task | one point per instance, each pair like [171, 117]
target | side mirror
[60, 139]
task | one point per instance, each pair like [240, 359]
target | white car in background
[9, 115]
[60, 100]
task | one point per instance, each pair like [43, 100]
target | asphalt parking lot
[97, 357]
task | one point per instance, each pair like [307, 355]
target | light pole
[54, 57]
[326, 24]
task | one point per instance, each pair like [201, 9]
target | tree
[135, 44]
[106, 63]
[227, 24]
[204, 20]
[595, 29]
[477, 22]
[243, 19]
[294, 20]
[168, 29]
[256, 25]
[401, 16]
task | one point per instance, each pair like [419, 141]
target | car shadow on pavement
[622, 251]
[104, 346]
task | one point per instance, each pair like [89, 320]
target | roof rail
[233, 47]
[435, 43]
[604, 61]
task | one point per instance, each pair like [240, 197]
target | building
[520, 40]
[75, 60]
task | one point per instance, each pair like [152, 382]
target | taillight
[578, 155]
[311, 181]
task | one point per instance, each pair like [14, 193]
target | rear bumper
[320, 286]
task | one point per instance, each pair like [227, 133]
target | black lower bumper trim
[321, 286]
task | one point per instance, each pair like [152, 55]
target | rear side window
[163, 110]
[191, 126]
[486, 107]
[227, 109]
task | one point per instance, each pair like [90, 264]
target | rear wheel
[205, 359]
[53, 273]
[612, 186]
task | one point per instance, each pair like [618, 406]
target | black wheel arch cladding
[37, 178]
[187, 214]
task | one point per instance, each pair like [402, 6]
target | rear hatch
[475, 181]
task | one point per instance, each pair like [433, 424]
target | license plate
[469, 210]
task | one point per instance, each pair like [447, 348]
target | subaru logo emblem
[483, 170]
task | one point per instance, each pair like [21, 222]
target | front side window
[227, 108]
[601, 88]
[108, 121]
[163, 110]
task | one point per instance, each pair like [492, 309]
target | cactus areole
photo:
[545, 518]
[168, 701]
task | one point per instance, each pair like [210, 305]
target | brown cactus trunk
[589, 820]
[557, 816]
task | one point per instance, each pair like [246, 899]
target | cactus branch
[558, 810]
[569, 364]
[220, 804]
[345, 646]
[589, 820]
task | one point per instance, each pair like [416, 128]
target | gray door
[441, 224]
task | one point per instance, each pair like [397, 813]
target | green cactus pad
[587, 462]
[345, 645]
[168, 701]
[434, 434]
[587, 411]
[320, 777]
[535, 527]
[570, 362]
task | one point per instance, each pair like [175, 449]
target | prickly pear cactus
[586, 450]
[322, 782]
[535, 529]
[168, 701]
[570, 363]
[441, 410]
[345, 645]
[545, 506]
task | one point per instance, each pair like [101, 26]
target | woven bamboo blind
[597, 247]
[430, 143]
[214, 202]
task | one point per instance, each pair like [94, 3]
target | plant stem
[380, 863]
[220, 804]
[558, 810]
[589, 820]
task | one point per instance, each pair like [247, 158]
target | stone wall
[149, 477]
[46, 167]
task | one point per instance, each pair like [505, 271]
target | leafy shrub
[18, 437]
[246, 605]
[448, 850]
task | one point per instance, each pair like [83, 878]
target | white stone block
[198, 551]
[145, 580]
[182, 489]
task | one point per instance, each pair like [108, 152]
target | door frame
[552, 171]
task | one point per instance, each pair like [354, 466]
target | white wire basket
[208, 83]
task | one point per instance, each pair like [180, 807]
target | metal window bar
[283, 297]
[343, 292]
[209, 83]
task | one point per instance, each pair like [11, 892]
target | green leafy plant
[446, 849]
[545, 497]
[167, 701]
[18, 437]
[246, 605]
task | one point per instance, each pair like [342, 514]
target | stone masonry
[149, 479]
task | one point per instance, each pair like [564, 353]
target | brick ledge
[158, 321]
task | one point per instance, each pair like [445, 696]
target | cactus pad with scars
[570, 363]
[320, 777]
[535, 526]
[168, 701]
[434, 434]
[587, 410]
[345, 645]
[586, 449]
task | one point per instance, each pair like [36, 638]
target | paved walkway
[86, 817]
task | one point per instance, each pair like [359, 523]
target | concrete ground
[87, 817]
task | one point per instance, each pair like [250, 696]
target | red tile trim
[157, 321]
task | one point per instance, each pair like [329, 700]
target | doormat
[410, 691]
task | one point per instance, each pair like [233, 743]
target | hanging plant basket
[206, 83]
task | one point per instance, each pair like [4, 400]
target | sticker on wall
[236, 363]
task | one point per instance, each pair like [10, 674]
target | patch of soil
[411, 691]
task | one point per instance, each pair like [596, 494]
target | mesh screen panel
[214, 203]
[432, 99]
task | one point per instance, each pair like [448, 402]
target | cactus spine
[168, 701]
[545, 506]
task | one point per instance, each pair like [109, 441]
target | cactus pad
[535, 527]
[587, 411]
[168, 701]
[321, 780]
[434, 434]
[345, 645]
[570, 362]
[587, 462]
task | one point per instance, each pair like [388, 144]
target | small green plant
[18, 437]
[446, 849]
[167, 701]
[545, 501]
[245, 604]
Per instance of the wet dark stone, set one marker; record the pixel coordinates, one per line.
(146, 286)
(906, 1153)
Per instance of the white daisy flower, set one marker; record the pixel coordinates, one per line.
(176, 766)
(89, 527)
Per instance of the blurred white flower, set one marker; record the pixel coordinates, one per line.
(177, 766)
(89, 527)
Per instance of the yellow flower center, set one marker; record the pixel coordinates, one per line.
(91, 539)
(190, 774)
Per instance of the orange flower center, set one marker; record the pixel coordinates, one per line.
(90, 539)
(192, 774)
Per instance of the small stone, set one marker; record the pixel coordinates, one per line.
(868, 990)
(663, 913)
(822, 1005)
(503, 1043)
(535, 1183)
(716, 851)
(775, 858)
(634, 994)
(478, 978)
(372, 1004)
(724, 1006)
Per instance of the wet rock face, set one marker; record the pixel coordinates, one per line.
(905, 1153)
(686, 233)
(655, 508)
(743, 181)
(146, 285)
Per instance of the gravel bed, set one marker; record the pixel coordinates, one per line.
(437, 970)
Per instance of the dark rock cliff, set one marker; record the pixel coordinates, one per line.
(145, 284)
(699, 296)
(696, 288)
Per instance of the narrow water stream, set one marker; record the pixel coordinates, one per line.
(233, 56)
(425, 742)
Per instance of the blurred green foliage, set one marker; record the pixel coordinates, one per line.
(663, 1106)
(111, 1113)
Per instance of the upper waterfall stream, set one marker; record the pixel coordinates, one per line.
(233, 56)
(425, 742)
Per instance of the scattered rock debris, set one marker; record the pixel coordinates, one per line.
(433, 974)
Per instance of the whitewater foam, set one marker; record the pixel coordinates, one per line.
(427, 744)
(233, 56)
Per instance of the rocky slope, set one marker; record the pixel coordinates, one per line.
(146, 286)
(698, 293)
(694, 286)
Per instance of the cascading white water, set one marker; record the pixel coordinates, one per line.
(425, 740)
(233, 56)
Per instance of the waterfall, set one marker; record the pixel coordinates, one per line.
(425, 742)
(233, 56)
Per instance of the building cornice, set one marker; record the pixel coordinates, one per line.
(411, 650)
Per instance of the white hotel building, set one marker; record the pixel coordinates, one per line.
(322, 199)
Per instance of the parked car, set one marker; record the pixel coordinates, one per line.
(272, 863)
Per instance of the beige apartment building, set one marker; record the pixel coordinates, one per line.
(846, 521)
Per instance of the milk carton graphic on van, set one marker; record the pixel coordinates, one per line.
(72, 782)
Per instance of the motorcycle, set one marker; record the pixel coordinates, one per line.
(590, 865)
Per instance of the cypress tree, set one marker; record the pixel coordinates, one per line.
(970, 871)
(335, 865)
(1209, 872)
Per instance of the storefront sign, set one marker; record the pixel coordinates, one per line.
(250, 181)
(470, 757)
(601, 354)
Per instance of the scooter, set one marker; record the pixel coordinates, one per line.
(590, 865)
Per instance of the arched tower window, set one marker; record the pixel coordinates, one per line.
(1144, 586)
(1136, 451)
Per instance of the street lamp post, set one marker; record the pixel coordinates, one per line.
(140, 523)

══════

What to work on = Above are the records; repeat exactly the lines from the one holding "task | one point per instance, each pair like [354, 466]" down to the one holding "task | one point per instance, each pair like [445, 696]", end lines included.

Task response =
task | one point per instance, each pair like [354, 466]
target | white wire basket
[208, 83]
task | one point per instance, each pair like [180, 807]
target | metal window bar
[283, 297]
[343, 292]
[209, 83]
task | one point per instance, each pair like [11, 892]
target | green leafy plant
[446, 849]
[545, 497]
[167, 701]
[18, 437]
[246, 605]
task | one point per instance, each pair like [342, 514]
target | stone masonry
[149, 479]
task | one point per instance, each pair like [564, 353]
target | brick ledge
[158, 321]
task | one point per instance, each pair like [445, 696]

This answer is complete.